— EXTRACT —
So to what extent might we compare Angelidakis’ ‘mountain of thumbnails’ and ‘valleys of jpegs’ that we see in his installation (and on his various websites and blogs) with such ‘complete image systems’?

Besides stating that they were looking for an architecture that entailed a ‘complete image system’, Alison and Peter Smithson also insisted that the house has to be an image itself, in order to be recognized as a house. Among the already mentioned ‘Criteria for Mass Housing’ one also finds the puzzling statement: “Does the idea for the dwelling produce an absolutely clear external image?” and “Can these images add up to a composite one and is this composite socially valid, that is, is it done for some present-day human reason?”

The blurring of the image of the house with its physical reality is neither coincidental, nor an imprecision. An ‘image’ – in the Brutalist sense of the word – is understood by the Smithsons as the visual entity that connects the intellectual concept of reality with the physical world. As such it comes close to the notions of diagram or concetto. To be clear, we are not talking about postmodernist simulacra here, nor about signs as part of linguistic communication theories. Above all, there is the universalist assumption that it is only through such conceptual images that we can inhabit our houses and cities, and eventually the world; without them we would be lost. And this is perhaps the most important question that Angelidakis seems to be asking: what ‘image’ can we think of that allows us to inhabit the spaces of flows, to navigate those valleys of jpegs and to make sense out of the mountains of thumbnails?

— EXERCISE 1 —
In the passage on the Smithsons' idea of the image, what does an 'image' in the Brutalist sense connect?
— EXERCISE 2 —
Summarize the passage on the Smithsons' idea of the image in two sentences.
— EXERCISE 3 —
Resume the passage on the Smithsons' idea of the image from its final sentence.

— DATA FOR REVIEW —
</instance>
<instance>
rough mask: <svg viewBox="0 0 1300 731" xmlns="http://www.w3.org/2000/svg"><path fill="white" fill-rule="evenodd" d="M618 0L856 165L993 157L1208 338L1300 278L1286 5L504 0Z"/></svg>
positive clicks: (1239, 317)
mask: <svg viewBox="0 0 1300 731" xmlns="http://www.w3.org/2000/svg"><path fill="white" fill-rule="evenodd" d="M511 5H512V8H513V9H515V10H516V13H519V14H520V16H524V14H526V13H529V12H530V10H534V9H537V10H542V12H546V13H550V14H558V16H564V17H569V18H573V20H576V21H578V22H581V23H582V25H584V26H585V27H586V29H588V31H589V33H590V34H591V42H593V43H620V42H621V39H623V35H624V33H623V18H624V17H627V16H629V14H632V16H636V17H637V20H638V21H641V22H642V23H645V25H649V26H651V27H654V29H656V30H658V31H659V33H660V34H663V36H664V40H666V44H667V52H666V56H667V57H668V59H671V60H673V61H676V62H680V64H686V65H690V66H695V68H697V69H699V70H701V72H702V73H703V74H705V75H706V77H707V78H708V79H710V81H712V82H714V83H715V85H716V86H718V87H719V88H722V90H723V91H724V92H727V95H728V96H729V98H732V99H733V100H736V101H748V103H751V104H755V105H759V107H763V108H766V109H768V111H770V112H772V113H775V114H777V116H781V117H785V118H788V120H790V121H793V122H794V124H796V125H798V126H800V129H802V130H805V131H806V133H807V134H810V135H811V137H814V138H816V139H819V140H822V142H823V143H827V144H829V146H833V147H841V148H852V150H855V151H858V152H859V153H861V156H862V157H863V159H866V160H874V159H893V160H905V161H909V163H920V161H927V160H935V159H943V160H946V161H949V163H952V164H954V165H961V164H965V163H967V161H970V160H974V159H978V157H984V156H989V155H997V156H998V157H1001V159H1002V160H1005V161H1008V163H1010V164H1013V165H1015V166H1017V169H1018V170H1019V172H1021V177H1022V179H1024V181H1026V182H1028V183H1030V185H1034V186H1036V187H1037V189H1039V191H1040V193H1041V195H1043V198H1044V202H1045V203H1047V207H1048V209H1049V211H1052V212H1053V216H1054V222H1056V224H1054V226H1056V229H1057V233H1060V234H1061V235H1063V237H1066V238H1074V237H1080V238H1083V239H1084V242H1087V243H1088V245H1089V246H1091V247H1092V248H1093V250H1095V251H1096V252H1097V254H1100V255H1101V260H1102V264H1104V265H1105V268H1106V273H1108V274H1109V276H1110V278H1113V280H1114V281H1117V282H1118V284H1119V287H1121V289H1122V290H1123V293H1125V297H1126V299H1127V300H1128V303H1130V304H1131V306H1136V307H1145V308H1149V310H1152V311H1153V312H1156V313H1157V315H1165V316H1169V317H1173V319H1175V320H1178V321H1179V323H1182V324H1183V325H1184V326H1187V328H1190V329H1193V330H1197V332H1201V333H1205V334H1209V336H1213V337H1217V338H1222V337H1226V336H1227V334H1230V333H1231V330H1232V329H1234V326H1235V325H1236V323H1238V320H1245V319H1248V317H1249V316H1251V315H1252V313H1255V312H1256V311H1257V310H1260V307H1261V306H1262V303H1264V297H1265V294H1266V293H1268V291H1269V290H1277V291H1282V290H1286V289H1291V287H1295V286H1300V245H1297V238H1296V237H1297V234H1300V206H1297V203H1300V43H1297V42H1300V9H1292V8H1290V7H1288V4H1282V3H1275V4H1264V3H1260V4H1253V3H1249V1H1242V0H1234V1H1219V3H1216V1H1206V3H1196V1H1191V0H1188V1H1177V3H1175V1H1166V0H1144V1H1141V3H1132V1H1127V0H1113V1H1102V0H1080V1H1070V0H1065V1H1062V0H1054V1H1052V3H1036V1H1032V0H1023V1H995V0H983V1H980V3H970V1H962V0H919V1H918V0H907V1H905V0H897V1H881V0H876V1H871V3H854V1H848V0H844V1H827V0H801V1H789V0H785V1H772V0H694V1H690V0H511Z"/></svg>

— ANSWER BOX 1 —
It connects the intellectual concept of reality with the physical world.

— ANSWER BOX 2 —
Alison and Peter Smithson sought an architecture based on a 'complete image system' and held that a house must itself be a clear image to be recognized as a house. For them an image links the intellectual concept of reality with the physical world and is what lets us inhabit houses, cities and the world, which leads to Angelidakis's question of what image could help us navigate today's valleys of jpegs and mountains of thumbnails.

— ANSWER BOX 3 —
Apparently, if we follow Angelidakis’ thoughts, there is no such image as yet, and hence the collapse of the house, that has ‘no design’ but is ‘just accumulation’. The ‘valley of jpegs’ and ‘mountain of thumbnails’ suggest a landscape, the drift through this landscape conjures up a nomadic existence; but even a nomad has a house, one of the most archetypal kind: a tent. As said, Angelidakis postpones any straightforward answer; despite the touches of hedonism and pleasure that also seem to be characteristic of his work, his is a Socratic approach. The virtual ‘dream’ houses he proposes are left unfinished, empty, open-ended; just as the boxes of the domesticated mountain are eventually left unpacked. Pre-packaged identities are untouched to rot away – instability favored as more productive and challenging the imagination.